● Supplied data
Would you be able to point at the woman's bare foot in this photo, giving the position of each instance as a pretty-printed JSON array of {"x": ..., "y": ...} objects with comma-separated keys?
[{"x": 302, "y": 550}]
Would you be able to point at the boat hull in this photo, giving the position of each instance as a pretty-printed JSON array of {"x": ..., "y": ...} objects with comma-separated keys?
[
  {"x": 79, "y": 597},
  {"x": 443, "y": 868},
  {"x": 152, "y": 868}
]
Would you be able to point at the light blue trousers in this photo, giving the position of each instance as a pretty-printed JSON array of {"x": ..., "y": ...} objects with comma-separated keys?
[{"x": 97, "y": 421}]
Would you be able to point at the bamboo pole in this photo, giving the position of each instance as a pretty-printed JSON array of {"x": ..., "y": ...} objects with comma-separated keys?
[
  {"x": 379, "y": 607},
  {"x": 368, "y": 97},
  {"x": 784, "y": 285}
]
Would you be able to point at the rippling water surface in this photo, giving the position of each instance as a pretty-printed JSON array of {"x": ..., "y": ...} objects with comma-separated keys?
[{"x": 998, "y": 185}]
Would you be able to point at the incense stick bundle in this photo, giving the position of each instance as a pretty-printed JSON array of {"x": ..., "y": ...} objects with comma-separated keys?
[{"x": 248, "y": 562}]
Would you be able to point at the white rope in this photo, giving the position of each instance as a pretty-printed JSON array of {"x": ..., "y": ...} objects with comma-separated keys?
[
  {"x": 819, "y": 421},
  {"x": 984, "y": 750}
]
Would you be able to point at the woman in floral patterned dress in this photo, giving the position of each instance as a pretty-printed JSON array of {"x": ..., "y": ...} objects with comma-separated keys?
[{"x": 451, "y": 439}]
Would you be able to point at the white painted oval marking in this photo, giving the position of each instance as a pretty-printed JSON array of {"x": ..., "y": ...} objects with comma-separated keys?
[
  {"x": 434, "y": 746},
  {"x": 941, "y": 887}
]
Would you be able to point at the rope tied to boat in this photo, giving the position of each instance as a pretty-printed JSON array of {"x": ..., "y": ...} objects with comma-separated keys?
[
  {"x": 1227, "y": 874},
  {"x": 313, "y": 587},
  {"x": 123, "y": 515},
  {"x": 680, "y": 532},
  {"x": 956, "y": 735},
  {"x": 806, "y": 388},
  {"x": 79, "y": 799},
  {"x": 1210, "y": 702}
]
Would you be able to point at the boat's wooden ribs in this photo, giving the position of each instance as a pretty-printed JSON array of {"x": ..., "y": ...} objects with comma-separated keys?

● Set task
Print the material once more, exactly.

● Solution for this task
Would you be able to point at the woman's bare foot in this photo, giving the position of each instance as a pretty-printed JSON array of {"x": ..., "y": ...} objects with comma-separated keys?
[{"x": 302, "y": 550}]
Would you be able to point at the boat hull in this photo, giving the position of each instance as a pretty-printed JSON array of {"x": ..., "y": ...} objects with comma-separated keys?
[
  {"x": 79, "y": 597},
  {"x": 443, "y": 868},
  {"x": 152, "y": 868}
]
Would you be able to point at the light blue trousers in this photo, giving the position of each instance as a pretty-printed JSON array of {"x": ..., "y": ...} objects with comma-separated keys?
[{"x": 97, "y": 421}]
Would you be able to point at the bamboo pole in this photo, giving the position of each instance as a pretty-printed JSON array of {"x": ..., "y": ...} objects with comma-separated keys?
[
  {"x": 379, "y": 607},
  {"x": 368, "y": 97},
  {"x": 784, "y": 285}
]
Would you be able to point at the rippling water surface in this photo, giving the position of each instance as a pretty-printed JSON array of {"x": ..., "y": ...} objects with comma-separated keys?
[{"x": 998, "y": 185}]
Would you be able to point at the incense stick bundle in this photo, giving the position of each instance as a pretty-printed JSON array of {"x": ..., "y": ...} objects with comma-separated keys?
[{"x": 248, "y": 562}]
Would you be able to point at the white rope in this photo, giving the position of each instance as a pretty-printed JSON array of {"x": ..., "y": ...} objects with comma-separated keys?
[
  {"x": 819, "y": 421},
  {"x": 984, "y": 750}
]
Would you be able to point at the woman in floral patterned dress in this photo, giving the position of each instance as a pretty-printed JSON array of {"x": ..., "y": ...} objects with comma-separated keys?
[{"x": 451, "y": 439}]
Would you be able to point at the white painted oval marking in this photo, giving the position of each instance as a pretty-printed JSON array of {"x": ..., "y": ...} objects with comma-separated keys?
[
  {"x": 434, "y": 746},
  {"x": 941, "y": 887}
]
Would you be able to point at the rope tied to boat in this photo, giving the position of each instance as a pretty-printed JSON array of {"x": ..., "y": ...} objects with comma-separated keys?
[
  {"x": 1227, "y": 874},
  {"x": 313, "y": 587},
  {"x": 123, "y": 515},
  {"x": 680, "y": 532},
  {"x": 956, "y": 735},
  {"x": 806, "y": 388},
  {"x": 79, "y": 799},
  {"x": 1210, "y": 702}
]
Would you be able to point at the boat's wooden ribs in this photo, giving the position of each instance as a pretty-printed JSON array of {"x": ..., "y": ...} objects with comma-separated keys?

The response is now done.